Position identification records:
[start]

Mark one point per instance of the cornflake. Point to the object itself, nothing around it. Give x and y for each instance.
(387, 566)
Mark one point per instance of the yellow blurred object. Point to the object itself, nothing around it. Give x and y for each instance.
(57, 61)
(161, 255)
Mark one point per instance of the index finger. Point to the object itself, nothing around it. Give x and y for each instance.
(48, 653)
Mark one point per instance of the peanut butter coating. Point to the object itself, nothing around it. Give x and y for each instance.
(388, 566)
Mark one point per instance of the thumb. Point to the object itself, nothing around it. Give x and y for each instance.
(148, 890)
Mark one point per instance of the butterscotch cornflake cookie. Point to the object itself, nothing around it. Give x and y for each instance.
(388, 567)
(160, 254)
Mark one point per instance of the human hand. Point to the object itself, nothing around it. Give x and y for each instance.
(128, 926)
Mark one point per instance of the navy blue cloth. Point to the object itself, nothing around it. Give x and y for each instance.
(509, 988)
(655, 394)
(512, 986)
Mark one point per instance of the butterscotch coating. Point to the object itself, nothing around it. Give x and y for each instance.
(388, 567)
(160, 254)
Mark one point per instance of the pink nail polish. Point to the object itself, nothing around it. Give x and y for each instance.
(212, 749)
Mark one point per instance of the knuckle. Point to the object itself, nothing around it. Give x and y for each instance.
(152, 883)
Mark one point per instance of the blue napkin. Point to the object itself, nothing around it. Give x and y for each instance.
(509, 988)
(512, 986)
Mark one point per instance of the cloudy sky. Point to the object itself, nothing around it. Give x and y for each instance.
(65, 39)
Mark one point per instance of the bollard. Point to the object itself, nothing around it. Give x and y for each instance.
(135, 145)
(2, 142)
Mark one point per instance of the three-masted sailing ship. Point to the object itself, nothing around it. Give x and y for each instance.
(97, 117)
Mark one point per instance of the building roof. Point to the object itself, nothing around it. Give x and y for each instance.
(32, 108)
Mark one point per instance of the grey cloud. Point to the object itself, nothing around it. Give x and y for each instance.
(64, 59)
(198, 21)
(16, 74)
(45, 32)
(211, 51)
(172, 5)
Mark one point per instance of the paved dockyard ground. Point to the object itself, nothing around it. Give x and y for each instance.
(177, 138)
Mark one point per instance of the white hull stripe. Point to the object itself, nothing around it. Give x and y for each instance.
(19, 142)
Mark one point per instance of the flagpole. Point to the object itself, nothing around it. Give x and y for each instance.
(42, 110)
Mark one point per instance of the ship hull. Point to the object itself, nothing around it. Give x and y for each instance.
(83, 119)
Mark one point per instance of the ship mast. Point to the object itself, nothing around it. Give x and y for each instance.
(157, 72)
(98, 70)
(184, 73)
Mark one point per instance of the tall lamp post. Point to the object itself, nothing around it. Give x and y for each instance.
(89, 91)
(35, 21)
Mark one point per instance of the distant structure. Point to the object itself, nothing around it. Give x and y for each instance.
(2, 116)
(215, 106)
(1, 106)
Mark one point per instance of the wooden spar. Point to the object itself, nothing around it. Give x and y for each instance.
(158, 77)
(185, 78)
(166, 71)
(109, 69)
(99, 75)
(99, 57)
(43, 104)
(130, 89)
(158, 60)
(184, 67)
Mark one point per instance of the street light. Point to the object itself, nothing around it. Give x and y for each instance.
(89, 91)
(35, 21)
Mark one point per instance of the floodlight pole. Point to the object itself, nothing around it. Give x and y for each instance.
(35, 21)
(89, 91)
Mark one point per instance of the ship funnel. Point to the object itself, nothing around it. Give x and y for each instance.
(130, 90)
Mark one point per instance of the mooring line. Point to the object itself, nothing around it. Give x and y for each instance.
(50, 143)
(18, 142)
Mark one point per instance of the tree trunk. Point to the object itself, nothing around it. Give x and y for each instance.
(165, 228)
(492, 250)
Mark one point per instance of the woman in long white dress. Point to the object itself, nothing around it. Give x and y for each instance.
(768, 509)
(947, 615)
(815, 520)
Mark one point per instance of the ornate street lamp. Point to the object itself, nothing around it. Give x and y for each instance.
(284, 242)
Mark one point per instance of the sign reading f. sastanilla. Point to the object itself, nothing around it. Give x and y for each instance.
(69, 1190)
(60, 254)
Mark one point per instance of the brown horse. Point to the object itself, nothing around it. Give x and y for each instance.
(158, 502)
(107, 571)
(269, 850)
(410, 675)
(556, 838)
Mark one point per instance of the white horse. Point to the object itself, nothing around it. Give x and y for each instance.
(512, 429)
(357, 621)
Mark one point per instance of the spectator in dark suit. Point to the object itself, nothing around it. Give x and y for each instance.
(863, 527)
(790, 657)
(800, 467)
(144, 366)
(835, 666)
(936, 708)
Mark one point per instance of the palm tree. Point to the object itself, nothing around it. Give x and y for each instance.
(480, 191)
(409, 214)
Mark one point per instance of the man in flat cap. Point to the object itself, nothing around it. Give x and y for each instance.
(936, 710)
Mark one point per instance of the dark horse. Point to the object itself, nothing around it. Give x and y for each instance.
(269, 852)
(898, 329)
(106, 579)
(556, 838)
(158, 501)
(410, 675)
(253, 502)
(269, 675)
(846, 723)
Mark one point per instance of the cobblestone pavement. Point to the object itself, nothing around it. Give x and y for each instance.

[end]

Rewrite the part of the records that opens with the line containing "Mark one point per instance of the spectator" and closes at the end of the records, keeping every line, including the requests. Multiply each coordinate in the answers by 1.9 and round it to a whole number, with halves rounded up.

* Worked solution *
Mark one point per instance of the spectator in dark suit. Point to the object itself, nothing around it. Give x and y for each instance.
(1640, 1001)
(1501, 1248)
(1520, 887)
(274, 695)
(1587, 1265)
(1778, 1345)
Mark one point per instance of the palm tree. Point to the object itself, nothing around it. Give x and y for each instance.
(912, 363)
(777, 407)
Mark one point per instance of the man in flat cap. Point to the object itself, nothing around it. Give x and y for each instance.
(1778, 1349)
Mark one point per instance of the dark horse. Point to the object itself, nothing around it. Give x and y for each instance.
(511, 1619)
(1706, 625)
(201, 1100)
(1056, 1592)
(300, 952)
(779, 1283)
(481, 954)
(511, 1283)
(1607, 1374)
Mark one point per instance of the cobblestone pavement. Point to the object itself, nothing around it. Give x and y for each instance.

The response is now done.